• Requirement
Reproduce the listing in full, pictures excluded.

- - - - - - -

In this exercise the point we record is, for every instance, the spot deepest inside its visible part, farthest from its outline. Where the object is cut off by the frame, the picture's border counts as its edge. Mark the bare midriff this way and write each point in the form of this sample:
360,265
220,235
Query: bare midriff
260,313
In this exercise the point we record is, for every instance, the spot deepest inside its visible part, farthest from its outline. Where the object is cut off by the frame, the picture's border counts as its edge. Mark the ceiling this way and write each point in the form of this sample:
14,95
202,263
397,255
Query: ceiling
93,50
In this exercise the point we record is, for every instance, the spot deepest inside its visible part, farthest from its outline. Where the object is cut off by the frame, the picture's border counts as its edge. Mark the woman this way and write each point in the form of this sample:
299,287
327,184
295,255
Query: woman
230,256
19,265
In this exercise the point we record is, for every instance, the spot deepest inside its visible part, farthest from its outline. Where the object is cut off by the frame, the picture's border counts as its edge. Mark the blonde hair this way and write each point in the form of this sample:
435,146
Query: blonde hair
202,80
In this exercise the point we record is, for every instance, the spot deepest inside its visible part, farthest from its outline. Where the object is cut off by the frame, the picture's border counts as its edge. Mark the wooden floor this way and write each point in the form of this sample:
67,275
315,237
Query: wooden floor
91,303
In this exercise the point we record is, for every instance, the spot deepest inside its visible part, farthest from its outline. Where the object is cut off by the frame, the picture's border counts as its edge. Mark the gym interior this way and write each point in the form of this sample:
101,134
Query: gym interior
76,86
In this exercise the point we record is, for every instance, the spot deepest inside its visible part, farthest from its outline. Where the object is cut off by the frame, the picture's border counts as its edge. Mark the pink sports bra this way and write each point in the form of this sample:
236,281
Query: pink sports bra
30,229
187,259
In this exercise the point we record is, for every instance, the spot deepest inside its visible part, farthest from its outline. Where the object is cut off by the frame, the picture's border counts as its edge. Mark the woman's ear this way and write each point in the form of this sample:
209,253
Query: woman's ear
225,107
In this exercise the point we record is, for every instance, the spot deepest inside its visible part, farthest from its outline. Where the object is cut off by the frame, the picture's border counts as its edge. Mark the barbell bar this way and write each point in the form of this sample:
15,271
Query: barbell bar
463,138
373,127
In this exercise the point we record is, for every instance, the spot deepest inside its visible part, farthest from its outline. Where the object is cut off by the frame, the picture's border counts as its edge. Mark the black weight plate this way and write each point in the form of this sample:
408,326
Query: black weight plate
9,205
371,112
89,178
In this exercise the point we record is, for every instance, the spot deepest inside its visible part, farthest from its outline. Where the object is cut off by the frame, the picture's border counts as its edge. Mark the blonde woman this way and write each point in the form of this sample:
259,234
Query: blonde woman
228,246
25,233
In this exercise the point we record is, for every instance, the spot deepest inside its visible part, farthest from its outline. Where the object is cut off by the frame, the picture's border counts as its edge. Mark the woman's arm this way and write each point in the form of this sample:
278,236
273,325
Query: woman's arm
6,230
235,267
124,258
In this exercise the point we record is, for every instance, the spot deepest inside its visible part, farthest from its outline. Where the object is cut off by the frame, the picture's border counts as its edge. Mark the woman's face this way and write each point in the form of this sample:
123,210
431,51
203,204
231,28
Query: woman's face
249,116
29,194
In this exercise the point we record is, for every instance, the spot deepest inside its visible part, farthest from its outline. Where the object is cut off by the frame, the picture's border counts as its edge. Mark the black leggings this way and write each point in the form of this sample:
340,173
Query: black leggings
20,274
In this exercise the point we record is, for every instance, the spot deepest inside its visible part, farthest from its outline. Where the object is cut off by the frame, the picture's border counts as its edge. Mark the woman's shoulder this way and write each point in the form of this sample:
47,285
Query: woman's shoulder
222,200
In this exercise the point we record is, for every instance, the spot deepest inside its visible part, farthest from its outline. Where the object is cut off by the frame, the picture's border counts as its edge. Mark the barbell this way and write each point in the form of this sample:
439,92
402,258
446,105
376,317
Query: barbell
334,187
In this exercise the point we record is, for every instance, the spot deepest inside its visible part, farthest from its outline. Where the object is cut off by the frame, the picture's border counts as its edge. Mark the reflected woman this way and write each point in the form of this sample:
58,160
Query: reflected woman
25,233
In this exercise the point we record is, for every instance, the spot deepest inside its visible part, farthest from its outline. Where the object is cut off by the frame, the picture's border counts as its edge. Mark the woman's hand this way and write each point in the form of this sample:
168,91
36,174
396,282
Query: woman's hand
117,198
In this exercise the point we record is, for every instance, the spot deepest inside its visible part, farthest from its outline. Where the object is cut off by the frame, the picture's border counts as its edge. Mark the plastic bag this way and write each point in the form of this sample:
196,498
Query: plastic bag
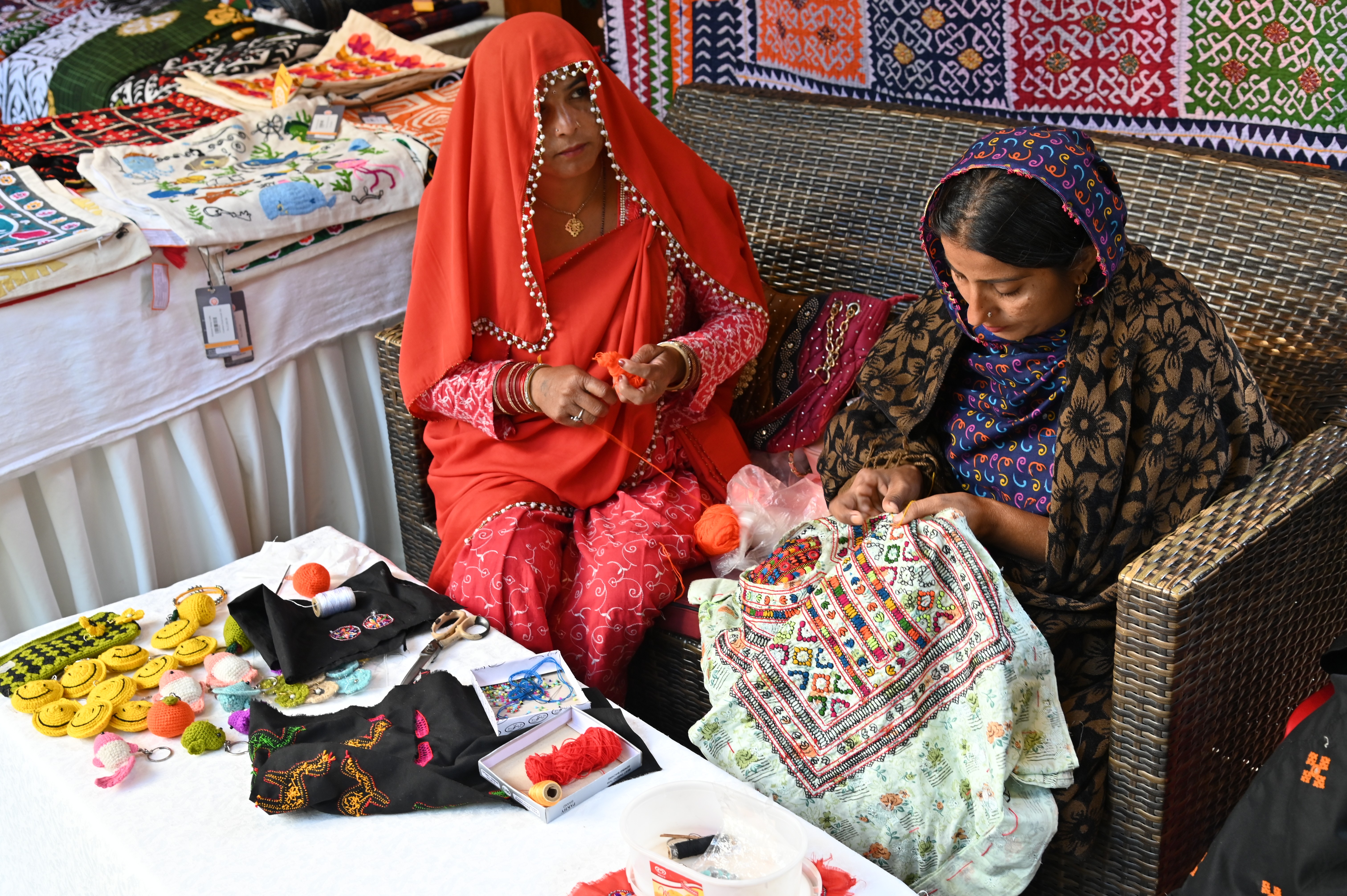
767,510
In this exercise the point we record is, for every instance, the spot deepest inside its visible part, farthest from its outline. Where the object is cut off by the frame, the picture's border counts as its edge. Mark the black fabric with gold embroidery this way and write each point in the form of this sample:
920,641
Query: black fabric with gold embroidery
290,638
417,750
1288,833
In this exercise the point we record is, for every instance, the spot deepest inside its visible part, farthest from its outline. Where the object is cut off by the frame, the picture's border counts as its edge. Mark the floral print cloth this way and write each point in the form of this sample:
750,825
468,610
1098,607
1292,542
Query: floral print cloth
882,682
258,176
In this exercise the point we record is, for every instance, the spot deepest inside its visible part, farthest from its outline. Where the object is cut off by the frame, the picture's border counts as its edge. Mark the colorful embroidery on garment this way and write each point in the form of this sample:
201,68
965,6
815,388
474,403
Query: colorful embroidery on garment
364,794
378,727
294,789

- - - - - - -

• Answer section
In this exercise the point we record is, for every instance, the spot deepest inside its visible part, farthest from its outline. Where the object is cut off by the frame, the picture's border counts as its edge. Mark the bare midriff this way and write each point in the form of this sample:
360,265
220,235
Query: bare midriff
260,313
In this exercise the point we record is, for every instance, the spot deepest inside its visible part, farthest from its outline. Where the object is cut off by the frame, the picture's border counts as its edge. Mark the ceiling this way and write each point in the form of this sample:
14,95
202,263
397,255
Query: ceiling
93,50
In this exercise the point we record is, for every instance, the spot deepest inside its visible part, farthest from its outline. Where the object is cut off by the frame, the picture's border counts as its edge. Mark the woman this way and write each point in the form of this sample:
299,287
327,184
295,255
Query: woman
230,256
19,265
In this exercise the point we record is, for every instance, the spot deepest inside its visible part, farthest from its outline. Where the object is cut off by the frame, the picture's border counts as its edge. Mark the blonde hair this way and write each point in the form of this sample:
435,146
Query: blonde hair
202,80
In this exercise the point we record is, for every instance, the spot deepest inside its visible part, farthest from its outline. Where the object is cut off by the frame, the picture's border counts as its edge. Mark the wooden floor this way and write each point in the form of this sample:
67,275
315,237
Query: wooden floor
91,303
In this exercise the point we record is, for every instance, the spot deepest inside its visible part, farthest from its outline. Where the object is cut off by the frame, the picture's border counts as its edge. Mark the gym interior this way and write each point in the form of this sample:
101,134
Query: gym interior
76,86
In this exercise the point we record is, for every instance, the spot deepest inside its visible part, farthest from its outline. Where the object is cut off by the frame, the picture's border counts as its edge. Mark the pink sports bra this way and write each point in the form of this sample:
236,281
Query: pink sports bra
30,229
187,259
In this exercise the point we record is, for every instance, the spot deepest inside its visible part, farthest from its outline. Where the object is cut off by the frame, the picture's border counts as its edge. Mark the woman's ear this way and write each point in the form of this sample:
209,253
Query: woman's ear
225,107
In this exercise the point we record is, for every instance, the spot deepest inside its visible part, farthest from its outline. Where the object is cut off by the frame, the picture's border counts as its edge. Mark the barbell bar this way and write each point in the form of this sample:
15,271
Query: barbell bar
463,138
373,127
In this exercise the point we record is, for every instance, the spot deepest inside its visible part, farthest from its outline. Where the object is cut off by the frame, the picture's border counts as its edge. Mark the black weight plate this way and write each point in the form of this sample:
408,326
Query: black weight plate
9,205
371,112
89,178
In this exercise the point we record is, for every instance, the spot deepest inside its visible part, farthest from its outline. Where the object is cut off by the frame, the picture's border counts as its edge. Mark the blonde woman this way and write each point in the form of this sample:
259,234
Query: blonde woman
228,246
25,233
In this exercise the point we record is, for every instance, the spot deepest inside its visible part, farthest from its outline. Where the object is cut off by the frame, the picture's border counts as its edge. Mark the woman's arm this way and write each point in the form of this sample:
278,236
273,325
Query: woman's arm
6,230
235,267
124,258
In this exercise the point we record is, for every instance, the spot deepest inside its visible part, farthest from its outline. Where the object is cut off by the frame, the picture's border counts as its edge. Mark the woman's face this way and write each point in the form of this sample:
123,210
431,51
203,204
231,28
Query: woman's face
249,116
29,194
In this exercise the point we record is, for every instance, the spot deepest inside its visible part, farthest from its outline. Where the object is cut off by the frame, the picture's border counts as its edge. Mark the black leggings this way and write each point in the form of this sample:
340,173
Query: black leggings
20,274
In this exercise the point we record is, for every instance, the spot deepest inside its visible part, farthest from its outline. Where the object is cut off by the frame, the picture's border counts as its edge. Mark the woman's shoulder this way and write each point in the form of this sample:
47,285
Query: woman's shoulder
222,200
In this exercise the point we record is, for every instance, the spot deepest inside its visible part, farthest from its outline. Where the object is cut off by the frame, the picture's border counts as its edge. Mark the barbell this way and write each point in the form of this sample:
439,92
402,258
446,105
376,317
Query: barbell
334,187
In this exercise the point we record is, for every instance, the spot deepest inside its visible part, farthest from its outline. Where the object is cut off by the frame, the picture's border counts as its edge. Mark the reflected woman this way and write each point in the form of this sample:
58,160
Query: reflected woman
25,233
In this exercise the point we record is, for every instance, the spot deepest inside its visible part, farthest from its outline. Where the object is cut off by the frame, the picture's border counts as its edge. Mark the woman's hand this way and write each point in the form of this sample:
168,91
36,174
396,282
Query: woman's hand
117,198
In this exercise the point we record is, for every instance, the spot deepest inside its visible part, farthest from its outline. Where the object is cut off by the frame, the picture's border counts as its edge. Mark the plastic bag this way and write each point in the form of this sample:
196,498
Query: plastic bag
767,510
In this exercise the point we record is, for every instance, the spot deepest inside its visible part, farthest from its outline. Where the object is cut off by the frame, the picture's border counts as its edge. Mark the black fabric with gold embroidery this way and write each point in the form of this sample:
920,641
Query: black fabric with gold embroidery
290,638
417,750
1288,833
In this exercise the point we record is, for every instance, the spot deepest inside its visible part, farthest from its outline. Where the object is cut off by the frame, the picture's border counts as its edge. Mark the floral print cloth this way and write each point in the form of this sample:
750,825
468,610
1098,607
1292,542
Query: floral print cloth
882,682
258,176
In this exercise the point we record is, for every instance, the spot deepest inside its visible part, farthest from its outline. Where the object is cut off by the frame, the picture's border counts as its edge. Mark the colorful embroidery on garment this way and write each point in the form of this sample:
201,68
965,6
815,388
474,403
Query: colorful embroidery on garment
364,794
378,727
294,789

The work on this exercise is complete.